'''

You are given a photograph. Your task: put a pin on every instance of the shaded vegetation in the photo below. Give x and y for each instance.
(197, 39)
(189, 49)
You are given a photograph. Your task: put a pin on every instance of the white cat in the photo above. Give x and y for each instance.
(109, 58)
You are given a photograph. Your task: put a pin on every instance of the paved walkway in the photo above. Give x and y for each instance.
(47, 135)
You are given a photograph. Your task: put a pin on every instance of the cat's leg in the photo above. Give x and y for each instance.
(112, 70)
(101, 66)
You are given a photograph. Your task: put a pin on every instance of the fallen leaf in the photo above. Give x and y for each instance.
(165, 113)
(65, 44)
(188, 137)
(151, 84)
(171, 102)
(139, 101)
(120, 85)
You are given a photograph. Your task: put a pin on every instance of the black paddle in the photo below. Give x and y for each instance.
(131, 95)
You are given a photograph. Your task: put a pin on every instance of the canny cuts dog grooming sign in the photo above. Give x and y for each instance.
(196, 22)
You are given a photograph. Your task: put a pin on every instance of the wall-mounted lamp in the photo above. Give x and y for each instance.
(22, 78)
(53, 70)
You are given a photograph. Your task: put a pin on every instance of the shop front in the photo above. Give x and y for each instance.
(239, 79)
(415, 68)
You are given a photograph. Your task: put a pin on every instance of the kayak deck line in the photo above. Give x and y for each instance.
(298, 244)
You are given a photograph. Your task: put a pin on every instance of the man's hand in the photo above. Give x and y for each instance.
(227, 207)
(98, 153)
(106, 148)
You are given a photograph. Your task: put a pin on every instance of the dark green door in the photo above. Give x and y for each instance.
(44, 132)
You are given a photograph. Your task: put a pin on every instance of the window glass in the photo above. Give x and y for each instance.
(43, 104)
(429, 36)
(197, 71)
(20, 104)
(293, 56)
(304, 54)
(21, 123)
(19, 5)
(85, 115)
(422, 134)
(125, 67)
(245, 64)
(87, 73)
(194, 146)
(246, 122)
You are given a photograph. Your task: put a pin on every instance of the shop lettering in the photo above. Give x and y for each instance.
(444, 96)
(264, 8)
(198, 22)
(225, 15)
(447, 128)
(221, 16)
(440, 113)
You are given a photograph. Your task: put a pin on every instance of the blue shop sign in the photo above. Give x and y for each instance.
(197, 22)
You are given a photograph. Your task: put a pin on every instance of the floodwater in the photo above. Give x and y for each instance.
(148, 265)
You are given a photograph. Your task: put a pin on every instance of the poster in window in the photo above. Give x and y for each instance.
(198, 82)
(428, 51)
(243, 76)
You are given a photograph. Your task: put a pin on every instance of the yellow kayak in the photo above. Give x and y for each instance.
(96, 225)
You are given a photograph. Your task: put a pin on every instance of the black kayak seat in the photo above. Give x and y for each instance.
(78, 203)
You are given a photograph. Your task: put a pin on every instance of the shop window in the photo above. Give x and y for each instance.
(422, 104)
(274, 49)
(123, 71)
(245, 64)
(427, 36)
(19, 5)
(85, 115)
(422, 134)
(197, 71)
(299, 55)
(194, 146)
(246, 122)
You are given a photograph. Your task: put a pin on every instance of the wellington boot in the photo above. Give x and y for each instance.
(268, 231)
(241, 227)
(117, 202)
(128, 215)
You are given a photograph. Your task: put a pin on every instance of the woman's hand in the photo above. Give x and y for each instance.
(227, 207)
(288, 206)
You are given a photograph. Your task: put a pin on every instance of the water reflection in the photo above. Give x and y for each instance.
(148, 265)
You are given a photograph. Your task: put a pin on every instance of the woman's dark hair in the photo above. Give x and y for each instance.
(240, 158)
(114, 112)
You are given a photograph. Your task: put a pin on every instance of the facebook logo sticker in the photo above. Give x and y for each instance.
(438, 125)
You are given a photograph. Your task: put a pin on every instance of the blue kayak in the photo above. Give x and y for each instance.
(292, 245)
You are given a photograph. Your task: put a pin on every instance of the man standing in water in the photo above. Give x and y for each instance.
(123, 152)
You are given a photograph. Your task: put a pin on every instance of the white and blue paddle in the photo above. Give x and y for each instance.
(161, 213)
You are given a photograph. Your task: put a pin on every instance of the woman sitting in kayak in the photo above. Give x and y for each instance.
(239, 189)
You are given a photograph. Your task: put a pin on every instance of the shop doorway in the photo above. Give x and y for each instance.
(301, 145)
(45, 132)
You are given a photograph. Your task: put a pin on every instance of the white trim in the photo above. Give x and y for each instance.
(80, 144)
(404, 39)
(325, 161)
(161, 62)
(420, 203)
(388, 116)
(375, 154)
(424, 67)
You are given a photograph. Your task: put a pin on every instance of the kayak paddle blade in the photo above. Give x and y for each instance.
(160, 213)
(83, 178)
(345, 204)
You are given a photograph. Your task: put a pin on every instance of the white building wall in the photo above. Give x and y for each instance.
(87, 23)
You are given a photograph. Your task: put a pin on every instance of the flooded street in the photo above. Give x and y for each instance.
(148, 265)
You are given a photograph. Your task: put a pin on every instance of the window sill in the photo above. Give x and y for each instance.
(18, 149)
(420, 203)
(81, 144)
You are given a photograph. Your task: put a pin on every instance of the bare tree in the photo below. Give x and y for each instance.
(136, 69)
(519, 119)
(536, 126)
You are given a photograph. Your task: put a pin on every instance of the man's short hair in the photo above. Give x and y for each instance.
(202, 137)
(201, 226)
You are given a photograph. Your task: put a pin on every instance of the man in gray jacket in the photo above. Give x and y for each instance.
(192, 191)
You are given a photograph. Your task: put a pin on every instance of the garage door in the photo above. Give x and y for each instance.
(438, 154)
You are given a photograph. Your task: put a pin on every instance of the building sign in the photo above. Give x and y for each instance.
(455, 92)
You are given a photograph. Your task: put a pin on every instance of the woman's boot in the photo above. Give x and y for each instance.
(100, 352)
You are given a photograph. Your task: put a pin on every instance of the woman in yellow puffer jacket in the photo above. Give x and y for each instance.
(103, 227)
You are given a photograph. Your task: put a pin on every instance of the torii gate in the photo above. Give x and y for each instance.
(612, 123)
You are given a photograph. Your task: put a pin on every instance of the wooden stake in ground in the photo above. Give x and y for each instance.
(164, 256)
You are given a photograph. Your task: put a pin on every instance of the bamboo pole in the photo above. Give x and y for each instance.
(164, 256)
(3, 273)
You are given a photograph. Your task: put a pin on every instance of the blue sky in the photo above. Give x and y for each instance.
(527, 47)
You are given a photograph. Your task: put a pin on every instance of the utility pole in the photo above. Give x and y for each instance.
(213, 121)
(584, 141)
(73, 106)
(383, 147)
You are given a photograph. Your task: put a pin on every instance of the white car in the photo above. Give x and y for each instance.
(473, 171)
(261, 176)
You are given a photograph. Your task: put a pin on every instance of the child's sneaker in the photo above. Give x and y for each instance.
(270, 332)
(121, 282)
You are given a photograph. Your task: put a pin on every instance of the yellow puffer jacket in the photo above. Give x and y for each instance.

'''

#### Work to be completed
Nothing in the records should be altered when they are written out again.

#### Written solution
You are given a photograph. Your task: put a pin on every instance of the shaded vegetation in the photo below. Give x and y for each instance.
(197, 39)
(189, 49)
You are given a photograph. Your task: put a pin on every instance of the white cat in the photo above. Give x and y for each instance.
(109, 58)
You are given a photograph. Your task: put a pin on every instance of the paved walkway in the photo above. Give x and y for each instance.
(47, 135)
You are given a photograph. Your task: put a pin on every instance of the cat's leg in the photo above. Give x and y for each instance.
(112, 70)
(101, 66)
You are given a photograph. Your task: put a pin on every instance of the fallen leaf in the photo above. Give x and y for each instance.
(165, 113)
(65, 44)
(188, 137)
(151, 84)
(171, 102)
(139, 101)
(120, 85)
You are given a photograph. Your task: put a pin on every instance of the black paddle in the photo below. Give x and y for each instance.
(131, 95)
You are given a photograph. Your task: put a pin on every instance of the canny cuts dog grooming sign in the photo above. Give x and y for each instance.
(196, 22)
You are given a photograph. Your task: put a pin on every instance of the wall-mounted lamp in the photo above. Give x and y for each instance.
(22, 78)
(53, 70)
You are given a photograph. Your task: put a pin on every instance of the shop front in the photo above. Give x and y for each instance.
(239, 79)
(415, 68)
You are given a photograph. Your task: put a pin on every instance of the kayak deck line in the photo above. Give x and y for each instance.
(298, 244)
You are given a photograph. Your task: put a pin on every instance of the man's hand in the photo above. Give x and y for each instance.
(227, 207)
(98, 153)
(106, 148)
You are given a photograph. Your task: put a pin on every instance of the dark green door in the photo above. Give x and y for each instance.
(44, 132)
You are given a photograph. Your task: put a pin on every instance of the window glass in the photo above. Give x and y for each instance.
(43, 104)
(429, 36)
(197, 71)
(20, 104)
(293, 56)
(304, 54)
(21, 123)
(19, 5)
(85, 115)
(422, 134)
(125, 67)
(245, 64)
(87, 73)
(194, 146)
(246, 122)
You are given a photograph. Your task: put a pin on every instance of the shop lettering in the photo above. Give x and y for each instance.
(444, 96)
(264, 8)
(198, 22)
(225, 15)
(447, 128)
(221, 16)
(440, 113)
You are given a photograph. Your task: put a pin on every instance of the blue shop sign in the photo above. Give x and y for each instance.
(197, 22)
You are given a photograph. Your task: put a pin on every instance of the floodwater in the photo above. Give x and y for each instance.
(148, 265)
You are given a photograph. Your task: put a pin on every instance of the poster in window in the photo above. Give x and y for each instance.
(198, 82)
(428, 51)
(243, 76)
You are given a photograph. Your task: put a pin on every instance of the yellow kayak in the photo above. Give x and y for each instance.
(96, 225)
You are given a photograph. Your task: put a pin on every instance of the black kayak seat in the photo above. Give x and y for each instance.
(78, 203)
You are given a photograph. Your task: put a pin on every instance of the shop window in the photo above. Give x and y for each instance.
(422, 104)
(274, 49)
(123, 71)
(245, 64)
(427, 36)
(19, 5)
(85, 115)
(422, 134)
(197, 71)
(299, 55)
(194, 146)
(246, 122)
You are given a photograph. Your task: put a pin on every instance of the wellington boot in the photo above. Give x and y for each instance.
(268, 231)
(241, 227)
(117, 202)
(128, 215)
You are given a photograph. Your task: put a pin on every instance of the woman's hand in the photo above. Give x and y for each instance.
(227, 207)
(288, 206)
You are given a photograph. Your task: put a pin on every instance of the water reflection in the photo above. Give x and y for each instance.
(148, 265)
You are given a photograph. Your task: put a pin on every instance of the woman's dark hair in the photo above. Give x and y for each instance.
(240, 158)
(114, 112)
You are given a photograph. Your task: put a pin on every instance of the facebook logo sticker in the photo above. Give x and y for each instance.
(438, 125)
You are given a photograph. Your task: put a pin on every instance of the blue kayak in the photo above. Give x and y for each instance.
(292, 245)
You are given a photograph. Your task: put a pin on every instance of the man standing in water in the photo above. Give x and y for each instance.
(123, 152)
You are given a photograph. Your task: put a pin on every instance of the white and blue paddle in the photo above. Give x and y for each instance.
(161, 213)
You are given a photograph. Your task: put a pin on every instance of the woman sitting in kayak in the photo above. Give x and y for each instance.
(239, 189)
You are given a photograph. Your task: put a pin on every instance of the shop doorway in the photo above. Give x and y for each instance.
(301, 145)
(45, 132)
You are given a photograph. Your task: put a pin on every instance of the white trim in the photo above. Give x and y for each instance.
(80, 144)
(404, 39)
(325, 161)
(161, 62)
(420, 203)
(388, 116)
(375, 154)
(424, 67)
You are given a photograph. Your task: put a pin on every instance of the kayak paddle blade in the photo above. Give x and y for each instance.
(160, 213)
(83, 178)
(345, 204)
You are given a photograph. Your task: put a pin on every instance of the white building wall in the photo above. Give x and y for each instance.
(87, 23)
You are given a photograph. Your task: put a pin on every instance of the flooded street in the photo above. Give x and y for each instance.
(148, 265)
You are given a photograph. Your task: put a pin on every instance of the window sill in the photo above. Give x and y for each instance.
(18, 149)
(420, 203)
(81, 144)
You are given a photograph. Your task: put a pin on every instance of the bare tree in the photo below. Give x and y for each instance.
(136, 69)
(519, 119)
(536, 126)
You are given a photograph. Your task: put a pin on every instance of the man's short hair in the photo above. Give x and y for each instance.
(202, 137)
(201, 226)
You are given a photograph. Your task: put a pin on every instance of the man in gray jacket in the photo above. Give x and y for each instance.
(192, 191)
You are given a photograph. Your task: put a pin on every instance of the garage door in the photo above. Give x and y for each instance.
(438, 154)
You are given a photograph. Your task: put a pin on every instance of the building sign in the photo above. Give x and y for each instance.
(455, 92)
You are given a photograph. Your task: put a pin on every instance of the woman's boot in the photo above. Give x and y for each instance.
(100, 352)
You are given a photograph. Your task: put a pin on every instance of the woman in yellow puffer jacket in the photo above. Give x and y for each instance.
(103, 227)
You are given a photograph. Your task: put a pin on every instance of the torii gate in the photo above. Give x and y for each instance.
(612, 123)
You are given a photograph. Your task: put a pin on every instance of the wooden stake in ground in the photo above. Give x and y for each instance.
(164, 256)
You are given a photograph. Your task: put a pin on every instance of the bamboo pole in the photo above. Give x and y for each instance.
(164, 256)
(3, 273)
You are given a photograph. Your task: put a pin on every instance of the blue sky in the photo above. Give x and y for each instance.
(527, 47)
You are given a photograph. Your task: put a pin on every instance of the utility pole in the photo above. Give x and y for each instance.
(213, 121)
(584, 141)
(73, 106)
(383, 147)
You are given a photograph. Your task: put a pin on every instance of the white car in the photo above. Give x and y for each instance.
(473, 171)
(261, 176)
You are given a photograph. Your task: put a pin on every instance of the child's sneaker in the photo above. Give x and y for each instance.
(270, 332)
(121, 282)
You are given a photograph. Your task: put a pin on every instance of the yellow puffer jacket in the photo above. Give x and y for each instance.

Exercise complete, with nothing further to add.